↓

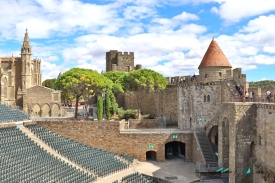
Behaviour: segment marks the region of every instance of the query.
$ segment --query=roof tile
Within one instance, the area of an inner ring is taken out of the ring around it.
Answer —
[[[225,57],[218,43],[213,39],[206,53],[204,54],[198,69],[201,69],[204,67],[215,67],[215,66],[216,67],[224,66],[224,67],[232,68],[231,64]]]

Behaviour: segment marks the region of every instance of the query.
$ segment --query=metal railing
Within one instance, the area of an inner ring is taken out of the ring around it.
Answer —
[[[207,163],[196,162],[197,172],[216,172],[219,168],[220,168],[220,165],[218,162],[207,162]]]

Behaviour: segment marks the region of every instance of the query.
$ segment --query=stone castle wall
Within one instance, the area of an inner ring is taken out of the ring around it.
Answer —
[[[37,121],[36,123],[67,138],[115,153],[126,153],[140,161],[146,160],[147,151],[155,151],[156,160],[164,161],[165,144],[180,141],[186,144],[186,160],[192,160],[193,134],[190,132],[178,134],[178,138],[175,140],[172,139],[173,134],[168,133],[121,134],[119,129],[124,127],[120,127],[120,125],[124,126],[125,121]],[[149,149],[149,144],[153,144],[154,148]]]
[[[259,182],[275,181],[275,104],[257,104],[254,178]],[[261,167],[261,168],[260,168]],[[258,172],[258,173],[257,173]],[[260,173],[259,173],[260,172]]]

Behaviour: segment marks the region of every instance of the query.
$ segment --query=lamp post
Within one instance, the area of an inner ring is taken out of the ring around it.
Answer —
[[[103,119],[105,119],[104,118],[104,114],[105,114],[105,105],[104,105],[105,104],[105,92],[102,93],[102,98],[103,98]]]

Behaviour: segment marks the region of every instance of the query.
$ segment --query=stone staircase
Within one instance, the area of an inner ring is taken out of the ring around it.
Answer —
[[[200,172],[215,172],[218,169],[218,161],[212,150],[211,144],[206,137],[205,131],[194,131],[201,155],[203,156],[203,165],[200,165]]]
[[[196,135],[200,143],[201,151],[205,159],[205,163],[217,162],[212,147],[204,131],[197,131]]]
[[[228,86],[228,89],[230,91],[230,95],[232,96],[232,102],[237,102],[240,100],[240,94],[236,90],[236,85],[237,83],[233,80],[227,80],[226,85]]]

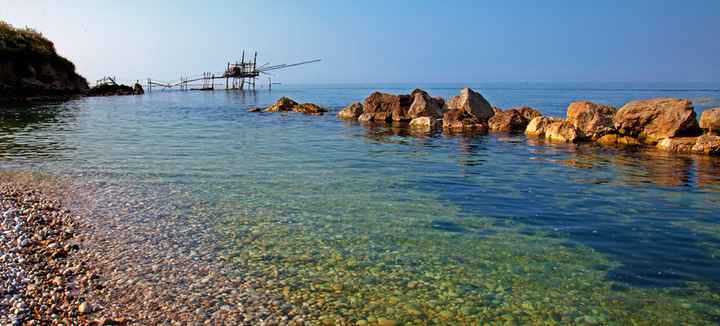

↑

**Exercise instructions:**
Pictures are not part of the copy; output everything else in the records exactly.

**Answer for this exercise:**
Behaviour: segment marks the region of every instance of the query.
$ segment --query=roof tile
Within one instance, the area of an inner ring is taken out of the ring around it.
Answer —
[[[225,57],[218,43],[213,39],[206,53],[204,54],[198,69],[201,69],[204,67],[215,67],[215,66],[216,67],[224,66],[224,67],[232,68],[231,64]]]

Behaviour: segment marks the region of every instance of the query.
$ segment --query=metal railing
Within one instance, the area of an inner ring is taken out of the ring around it.
Answer —
[[[207,163],[196,162],[197,172],[216,172],[219,168],[220,168],[220,165],[218,162],[207,162]]]

Behaviour: segment marks the region of every instance of the query.
$ segment --query=stone castle wall
Within one instance, the area of an inner ring is taken out of the ring around it.
Answer —
[[[37,121],[36,123],[67,138],[115,153],[126,153],[140,161],[146,160],[147,151],[155,151],[156,160],[164,161],[165,144],[180,141],[186,144],[186,160],[192,160],[193,134],[190,132],[178,134],[178,138],[175,140],[172,139],[173,134],[168,133],[121,134],[119,129],[124,127],[120,127],[120,125],[124,126],[125,121]],[[149,149],[149,144],[153,144],[154,148]]]
[[[259,182],[275,181],[275,104],[257,104],[254,178]],[[261,167],[261,168],[260,168]],[[258,172],[258,173],[257,173]],[[260,173],[259,173],[260,172]]]

Behaviour: segment marks the region of every instance of the query.
$ segment --query=lamp post
Within one instance, the area of an inner ring is taken out of the ring around it.
Answer —
[[[103,119],[105,119],[104,118],[104,114],[105,114],[105,105],[104,105],[105,104],[105,92],[102,93],[102,98],[103,98]]]

Behaviour: segment marks the region of every instance of the query.
$ segment --query=stone staircase
Within one instance, the area of an inner ring is taken out of the ring around it.
Answer —
[[[200,172],[215,172],[218,169],[218,161],[212,150],[211,144],[206,137],[205,131],[194,131],[201,155],[203,156],[203,165],[200,165]]]
[[[196,135],[200,143],[201,151],[205,159],[205,163],[217,162],[212,147],[204,131],[197,131]]]
[[[228,86],[228,89],[230,91],[230,95],[232,96],[232,102],[237,102],[240,100],[240,94],[236,90],[236,85],[237,83],[233,80],[227,80],[226,85]]]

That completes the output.